__REQUIRED TASK__
Copy the staghorn algae post from "# Staghorn Algae" to "at on occasion.", swapping "breeder" for "aquarium" each time it appears.

# Staghorn Algae CO2/Bubble filter questions



## PAXpress (Sep 22, 2011)

Hello everyone,
Been a while since I posted. I have a 40 gallon breeder that I've set up recently and am trying to turn it into an "aquascape" or at least something somewhat nice to look at on occasion.
I've done CO2 once before and haven't messed with it in a few years since I moved and didn't have room for a tank over 10g. Recently set up this 40g breeder maybe 3-4 weeks ago, set up CO2 about 2 weeks ago and think I'm pumping somewhere between 2-3 bubbles per second through an atomizer diffuser on one side of the tank. For fear of losing any fish I have had a sponge filter with an airpump hooked up on the opposite end of the tank as the CO2. I am dosing EI method and I can give more specifics of how much of what I'm putting in when I get home as I'm posting on my lunch break here at work, let me know if what exactly I'm dosing would help out. However my question is more about the bubble sponge filter. Should I have it? Recently my java fern (which is probably the one plant thats stayed with me through every single tank I've ever had because even I can't accidentally kill this stuff) has started to get what I believe is staghorn algae. Branching dark black algae on the ends of the leaves (can take a picture sometime soon and post it if necessary to identify). This java fern is really close to the sponge filter that is hooked up to the air pump. I'm curious if the reason that I'm getting this algae is because of CO2 being lost into the air because of the pump? I really only see this algae near and around the sponge filter. The tank itself is open style with 2 canister filters meant for 75+ gallon tanks. The flow around this area of the tank isn't strong either (except from the bubbles of the sponge filter) so thats another thing that had crossed my mind. Just two days ago is when I started dosing more of the fertilizers (trace and a tiny bit of iron on top of that) because I was waiting on the shipment and also two or three days ago I increased how much co2 I'm putting in the tank up from about 1 bubble per second to between 2-3.

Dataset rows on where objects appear
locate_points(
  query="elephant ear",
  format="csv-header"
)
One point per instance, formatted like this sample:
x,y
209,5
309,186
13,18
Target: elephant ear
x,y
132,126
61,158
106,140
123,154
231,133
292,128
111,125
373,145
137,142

__RESULT FOR THIS EXERCISE__
# Staghorn Algae CO2/Bubble filter questions



## PAXpress (Sep 22, 2011)

Hello everyone,
Been a while since I posted. I have a 40 gallon aquarium that I've set up recently and am trying to turn it into an "aquascape" or at least something somewhat nice to look at on occasion.